> PROBLEM DETAILS
Count the lines in the listing below that contain the string "striped", treating uppercase and lowercase as different. Reply with the number only.

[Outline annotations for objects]
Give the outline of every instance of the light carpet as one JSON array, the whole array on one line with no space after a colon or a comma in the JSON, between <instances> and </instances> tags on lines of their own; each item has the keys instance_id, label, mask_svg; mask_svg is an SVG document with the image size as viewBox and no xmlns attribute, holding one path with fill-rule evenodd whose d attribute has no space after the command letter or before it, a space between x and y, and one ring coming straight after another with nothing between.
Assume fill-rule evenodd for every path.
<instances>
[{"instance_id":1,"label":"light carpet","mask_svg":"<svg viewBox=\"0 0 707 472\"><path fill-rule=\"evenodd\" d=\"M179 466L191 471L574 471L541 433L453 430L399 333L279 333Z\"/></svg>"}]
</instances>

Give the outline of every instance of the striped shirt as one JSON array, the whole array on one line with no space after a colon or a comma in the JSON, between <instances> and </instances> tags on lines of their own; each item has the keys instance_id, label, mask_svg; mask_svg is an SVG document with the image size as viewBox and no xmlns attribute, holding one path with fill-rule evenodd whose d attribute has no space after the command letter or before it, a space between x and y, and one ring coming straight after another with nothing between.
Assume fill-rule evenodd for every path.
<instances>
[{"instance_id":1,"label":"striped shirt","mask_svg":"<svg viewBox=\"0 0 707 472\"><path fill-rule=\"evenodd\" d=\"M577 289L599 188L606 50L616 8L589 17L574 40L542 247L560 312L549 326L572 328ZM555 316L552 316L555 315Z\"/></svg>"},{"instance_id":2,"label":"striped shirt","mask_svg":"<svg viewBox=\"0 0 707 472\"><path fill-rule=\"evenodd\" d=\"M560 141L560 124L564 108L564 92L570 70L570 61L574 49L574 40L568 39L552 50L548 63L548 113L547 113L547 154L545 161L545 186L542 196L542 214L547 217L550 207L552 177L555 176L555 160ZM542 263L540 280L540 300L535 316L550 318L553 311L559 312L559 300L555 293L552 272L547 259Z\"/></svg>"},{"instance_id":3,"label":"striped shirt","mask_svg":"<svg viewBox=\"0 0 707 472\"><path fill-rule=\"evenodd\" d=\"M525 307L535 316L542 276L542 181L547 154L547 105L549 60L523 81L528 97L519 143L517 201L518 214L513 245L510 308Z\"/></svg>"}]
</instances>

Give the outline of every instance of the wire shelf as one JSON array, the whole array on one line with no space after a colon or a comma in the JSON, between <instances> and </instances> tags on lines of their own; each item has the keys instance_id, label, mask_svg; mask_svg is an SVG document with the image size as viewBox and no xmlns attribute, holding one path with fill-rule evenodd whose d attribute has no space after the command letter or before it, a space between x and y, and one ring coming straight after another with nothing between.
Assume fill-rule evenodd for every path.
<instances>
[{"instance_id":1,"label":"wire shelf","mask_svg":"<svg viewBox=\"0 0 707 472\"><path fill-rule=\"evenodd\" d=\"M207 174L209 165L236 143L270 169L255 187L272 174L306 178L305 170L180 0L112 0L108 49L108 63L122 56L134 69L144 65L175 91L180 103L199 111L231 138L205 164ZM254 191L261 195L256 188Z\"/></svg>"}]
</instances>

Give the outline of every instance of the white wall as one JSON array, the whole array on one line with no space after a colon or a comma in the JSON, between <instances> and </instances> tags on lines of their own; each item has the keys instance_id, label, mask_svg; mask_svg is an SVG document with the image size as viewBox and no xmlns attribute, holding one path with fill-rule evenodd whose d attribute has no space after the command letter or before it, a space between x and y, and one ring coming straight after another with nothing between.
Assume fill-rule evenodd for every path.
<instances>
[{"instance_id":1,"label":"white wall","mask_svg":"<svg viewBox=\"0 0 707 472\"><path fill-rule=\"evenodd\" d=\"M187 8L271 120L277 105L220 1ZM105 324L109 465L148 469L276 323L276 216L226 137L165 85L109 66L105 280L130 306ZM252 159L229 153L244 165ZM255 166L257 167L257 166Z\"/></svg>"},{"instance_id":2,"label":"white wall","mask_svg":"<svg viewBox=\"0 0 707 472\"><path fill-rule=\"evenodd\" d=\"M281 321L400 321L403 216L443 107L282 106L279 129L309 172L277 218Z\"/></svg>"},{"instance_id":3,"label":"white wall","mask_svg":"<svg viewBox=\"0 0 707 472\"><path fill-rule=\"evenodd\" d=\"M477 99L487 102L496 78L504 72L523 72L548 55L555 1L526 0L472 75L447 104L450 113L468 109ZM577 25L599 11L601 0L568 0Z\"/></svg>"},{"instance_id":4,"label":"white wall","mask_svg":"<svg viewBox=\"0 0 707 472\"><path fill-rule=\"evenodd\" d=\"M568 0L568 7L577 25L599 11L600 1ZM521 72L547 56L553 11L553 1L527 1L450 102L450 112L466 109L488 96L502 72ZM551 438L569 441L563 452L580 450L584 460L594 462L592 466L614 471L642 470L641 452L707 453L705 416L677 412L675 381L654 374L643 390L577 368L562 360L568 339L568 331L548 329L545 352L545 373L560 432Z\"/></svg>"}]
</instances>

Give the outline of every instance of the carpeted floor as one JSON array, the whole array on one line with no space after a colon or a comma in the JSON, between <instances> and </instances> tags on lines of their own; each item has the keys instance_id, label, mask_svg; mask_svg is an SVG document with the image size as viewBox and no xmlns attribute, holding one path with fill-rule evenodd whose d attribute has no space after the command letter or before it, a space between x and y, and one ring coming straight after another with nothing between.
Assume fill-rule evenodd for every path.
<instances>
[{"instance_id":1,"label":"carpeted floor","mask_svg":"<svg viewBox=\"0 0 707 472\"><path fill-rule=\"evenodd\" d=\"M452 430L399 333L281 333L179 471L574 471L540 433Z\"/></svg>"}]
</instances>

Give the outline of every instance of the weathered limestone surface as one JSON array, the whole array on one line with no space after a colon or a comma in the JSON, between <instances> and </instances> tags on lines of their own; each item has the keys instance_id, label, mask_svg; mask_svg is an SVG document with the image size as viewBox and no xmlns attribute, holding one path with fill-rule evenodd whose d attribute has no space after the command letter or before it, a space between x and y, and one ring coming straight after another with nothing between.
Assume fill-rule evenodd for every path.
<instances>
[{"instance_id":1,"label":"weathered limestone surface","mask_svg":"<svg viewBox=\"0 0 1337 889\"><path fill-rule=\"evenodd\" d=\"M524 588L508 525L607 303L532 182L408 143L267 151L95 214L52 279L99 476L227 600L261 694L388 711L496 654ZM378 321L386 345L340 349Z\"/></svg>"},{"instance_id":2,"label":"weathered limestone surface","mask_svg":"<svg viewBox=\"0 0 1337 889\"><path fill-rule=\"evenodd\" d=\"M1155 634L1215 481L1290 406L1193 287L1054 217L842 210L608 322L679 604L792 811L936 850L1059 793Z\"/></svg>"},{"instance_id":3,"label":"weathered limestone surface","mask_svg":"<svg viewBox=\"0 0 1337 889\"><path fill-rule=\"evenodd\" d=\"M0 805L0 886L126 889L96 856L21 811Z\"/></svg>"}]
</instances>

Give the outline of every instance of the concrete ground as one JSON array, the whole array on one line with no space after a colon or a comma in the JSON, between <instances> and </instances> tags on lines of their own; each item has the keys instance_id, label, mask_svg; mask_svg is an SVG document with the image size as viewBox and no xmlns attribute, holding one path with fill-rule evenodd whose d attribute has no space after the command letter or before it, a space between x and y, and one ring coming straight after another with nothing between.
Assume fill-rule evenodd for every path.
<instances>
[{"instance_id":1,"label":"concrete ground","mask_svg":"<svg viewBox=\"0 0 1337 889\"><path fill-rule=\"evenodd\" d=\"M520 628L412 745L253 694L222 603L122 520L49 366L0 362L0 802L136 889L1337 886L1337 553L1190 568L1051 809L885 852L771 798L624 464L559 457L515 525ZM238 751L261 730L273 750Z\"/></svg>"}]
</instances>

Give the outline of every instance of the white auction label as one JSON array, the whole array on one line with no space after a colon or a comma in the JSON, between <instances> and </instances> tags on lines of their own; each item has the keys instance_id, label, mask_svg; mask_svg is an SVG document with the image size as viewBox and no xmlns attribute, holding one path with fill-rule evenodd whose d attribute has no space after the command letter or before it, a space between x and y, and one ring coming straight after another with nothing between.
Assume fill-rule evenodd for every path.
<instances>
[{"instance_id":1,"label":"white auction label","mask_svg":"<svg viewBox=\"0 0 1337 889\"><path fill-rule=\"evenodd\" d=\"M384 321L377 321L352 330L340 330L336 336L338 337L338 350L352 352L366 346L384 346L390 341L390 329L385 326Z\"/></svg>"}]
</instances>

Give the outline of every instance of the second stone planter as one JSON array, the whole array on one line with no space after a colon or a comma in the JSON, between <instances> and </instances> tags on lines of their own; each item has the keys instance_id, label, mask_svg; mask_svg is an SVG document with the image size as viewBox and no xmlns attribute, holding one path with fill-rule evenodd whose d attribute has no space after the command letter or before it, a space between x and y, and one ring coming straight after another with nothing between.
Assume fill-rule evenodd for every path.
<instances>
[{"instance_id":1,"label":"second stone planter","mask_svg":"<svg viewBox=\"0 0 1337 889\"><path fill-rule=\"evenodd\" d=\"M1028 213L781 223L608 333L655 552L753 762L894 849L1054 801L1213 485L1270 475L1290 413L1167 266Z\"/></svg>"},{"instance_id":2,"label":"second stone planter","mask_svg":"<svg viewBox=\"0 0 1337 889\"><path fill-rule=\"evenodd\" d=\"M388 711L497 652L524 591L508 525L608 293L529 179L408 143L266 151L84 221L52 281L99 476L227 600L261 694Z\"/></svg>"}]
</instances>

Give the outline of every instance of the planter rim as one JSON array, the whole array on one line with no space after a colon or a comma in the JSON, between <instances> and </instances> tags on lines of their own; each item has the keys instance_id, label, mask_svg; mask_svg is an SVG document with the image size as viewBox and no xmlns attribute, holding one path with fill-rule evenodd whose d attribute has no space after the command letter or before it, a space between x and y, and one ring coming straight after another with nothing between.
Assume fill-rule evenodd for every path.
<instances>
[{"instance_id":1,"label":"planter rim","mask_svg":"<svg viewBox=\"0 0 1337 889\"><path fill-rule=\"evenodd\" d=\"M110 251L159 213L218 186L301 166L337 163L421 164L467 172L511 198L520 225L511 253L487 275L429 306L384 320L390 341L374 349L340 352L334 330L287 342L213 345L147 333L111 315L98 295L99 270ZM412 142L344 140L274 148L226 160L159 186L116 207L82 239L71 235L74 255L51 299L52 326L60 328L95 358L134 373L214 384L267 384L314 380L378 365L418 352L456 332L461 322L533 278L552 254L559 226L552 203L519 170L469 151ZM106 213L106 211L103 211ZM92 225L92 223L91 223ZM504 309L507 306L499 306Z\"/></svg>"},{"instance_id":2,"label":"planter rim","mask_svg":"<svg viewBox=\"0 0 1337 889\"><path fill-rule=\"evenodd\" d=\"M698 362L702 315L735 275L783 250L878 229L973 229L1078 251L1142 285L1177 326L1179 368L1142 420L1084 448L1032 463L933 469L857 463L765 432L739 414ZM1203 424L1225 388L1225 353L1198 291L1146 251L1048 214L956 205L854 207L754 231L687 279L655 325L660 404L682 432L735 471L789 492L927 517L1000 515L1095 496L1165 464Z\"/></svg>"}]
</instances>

> FINAL ANSWER
2